# [Task brief]
Take the listing and print it in full, exactly as given.

# [Records for this exercise]

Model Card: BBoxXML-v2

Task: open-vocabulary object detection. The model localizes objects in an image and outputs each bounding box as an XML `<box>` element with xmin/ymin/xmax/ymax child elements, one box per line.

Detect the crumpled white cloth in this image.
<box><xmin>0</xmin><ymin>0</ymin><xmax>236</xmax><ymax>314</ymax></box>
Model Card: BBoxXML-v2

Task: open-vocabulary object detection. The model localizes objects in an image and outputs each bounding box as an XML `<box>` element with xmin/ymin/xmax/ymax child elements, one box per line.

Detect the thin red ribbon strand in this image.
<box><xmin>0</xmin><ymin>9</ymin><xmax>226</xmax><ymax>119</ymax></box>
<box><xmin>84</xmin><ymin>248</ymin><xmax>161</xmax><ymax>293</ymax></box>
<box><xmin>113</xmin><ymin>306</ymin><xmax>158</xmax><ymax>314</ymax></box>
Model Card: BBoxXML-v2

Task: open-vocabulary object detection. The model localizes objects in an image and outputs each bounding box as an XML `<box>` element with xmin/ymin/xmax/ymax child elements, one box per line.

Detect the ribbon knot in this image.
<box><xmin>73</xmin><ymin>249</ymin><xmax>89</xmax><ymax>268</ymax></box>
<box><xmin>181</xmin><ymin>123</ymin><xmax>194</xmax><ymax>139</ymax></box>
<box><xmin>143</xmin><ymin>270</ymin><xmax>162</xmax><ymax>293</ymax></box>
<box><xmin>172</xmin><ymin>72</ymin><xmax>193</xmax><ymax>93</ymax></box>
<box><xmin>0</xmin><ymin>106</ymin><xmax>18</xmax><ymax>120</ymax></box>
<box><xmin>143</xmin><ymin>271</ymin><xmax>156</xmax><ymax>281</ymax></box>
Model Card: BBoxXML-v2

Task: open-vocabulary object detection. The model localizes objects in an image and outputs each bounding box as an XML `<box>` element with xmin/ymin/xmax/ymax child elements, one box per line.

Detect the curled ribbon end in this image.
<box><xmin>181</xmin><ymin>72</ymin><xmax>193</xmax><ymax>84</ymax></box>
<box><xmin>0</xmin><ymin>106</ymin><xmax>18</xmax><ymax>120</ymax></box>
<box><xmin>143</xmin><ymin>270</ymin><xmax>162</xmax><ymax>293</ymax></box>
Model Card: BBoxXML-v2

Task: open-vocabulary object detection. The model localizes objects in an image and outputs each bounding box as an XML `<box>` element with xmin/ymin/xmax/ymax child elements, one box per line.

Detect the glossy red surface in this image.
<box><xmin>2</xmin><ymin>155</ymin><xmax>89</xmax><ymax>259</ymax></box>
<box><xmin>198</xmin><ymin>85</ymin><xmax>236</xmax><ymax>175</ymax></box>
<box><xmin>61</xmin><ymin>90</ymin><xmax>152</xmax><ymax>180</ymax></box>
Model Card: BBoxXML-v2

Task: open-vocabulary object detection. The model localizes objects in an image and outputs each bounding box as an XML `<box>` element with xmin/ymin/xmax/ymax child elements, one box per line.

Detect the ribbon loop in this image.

# [Written solution]
Model Card: BBoxXML-v2

Task: open-vocabulary object detection. The model localizes objects in an image and outputs each bounding box as an XML `<box>` element with xmin/ymin/xmax/ymax child elements, one box per line.

Detect the crumpled white cloth in this image.
<box><xmin>0</xmin><ymin>0</ymin><xmax>236</xmax><ymax>314</ymax></box>
Model Card: BBoxXML-v2

Task: open-vocabulary object detection. The model localizes objects in an image and outputs each bounding box as an XML `<box>` element with xmin/ymin/xmax/ymax child elements, one box per line.

Detect the thin red ribbon strand in this image.
<box><xmin>0</xmin><ymin>9</ymin><xmax>226</xmax><ymax>119</ymax></box>
<box><xmin>84</xmin><ymin>248</ymin><xmax>161</xmax><ymax>293</ymax></box>
<box><xmin>113</xmin><ymin>306</ymin><xmax>158</xmax><ymax>314</ymax></box>
Model Card: BBoxXML-v2

Task: open-vocabulary object detection. The model localizes objects in an image and outputs each bounding box as an XML `<box>` element with xmin/ymin/xmax/ymax child elements, one box per line.

Detect the ribbon knot in this image.
<box><xmin>73</xmin><ymin>249</ymin><xmax>89</xmax><ymax>268</ymax></box>
<box><xmin>181</xmin><ymin>123</ymin><xmax>194</xmax><ymax>139</ymax></box>
<box><xmin>143</xmin><ymin>270</ymin><xmax>162</xmax><ymax>293</ymax></box>
<box><xmin>172</xmin><ymin>72</ymin><xmax>193</xmax><ymax>93</ymax></box>
<box><xmin>0</xmin><ymin>106</ymin><xmax>18</xmax><ymax>120</ymax></box>
<box><xmin>143</xmin><ymin>271</ymin><xmax>156</xmax><ymax>281</ymax></box>
Model Card: BBoxXML-v2

Task: open-vocabulary object detection. The model localizes objects in an image and outputs each bounding box as an XML `<box>` element with xmin/ymin/xmax/ymax child elements, one box per line.

Detect the curled ribbon end in this image.
<box><xmin>181</xmin><ymin>72</ymin><xmax>193</xmax><ymax>84</ymax></box>
<box><xmin>0</xmin><ymin>106</ymin><xmax>18</xmax><ymax>120</ymax></box>
<box><xmin>143</xmin><ymin>270</ymin><xmax>162</xmax><ymax>293</ymax></box>
Model Card: BBoxXML-v2

Task: open-vocabulary object detection. The model localizes objects in an image and outputs each bounding box as an XML `<box>` element with xmin/ymin/xmax/ymax child elements, one box per line.

Detect the glossy red surface in this image.
<box><xmin>2</xmin><ymin>155</ymin><xmax>89</xmax><ymax>259</ymax></box>
<box><xmin>198</xmin><ymin>85</ymin><xmax>236</xmax><ymax>175</ymax></box>
<box><xmin>61</xmin><ymin>90</ymin><xmax>152</xmax><ymax>180</ymax></box>
Model Card: BBoxXML-v2

Task: open-vocabulary object detection. The model localizes objects in an image and outputs each bounding box as an XML `<box>` element with xmin/ymin/xmax/ymax child elements, one box per line.

Detect the ribbon loop in this image.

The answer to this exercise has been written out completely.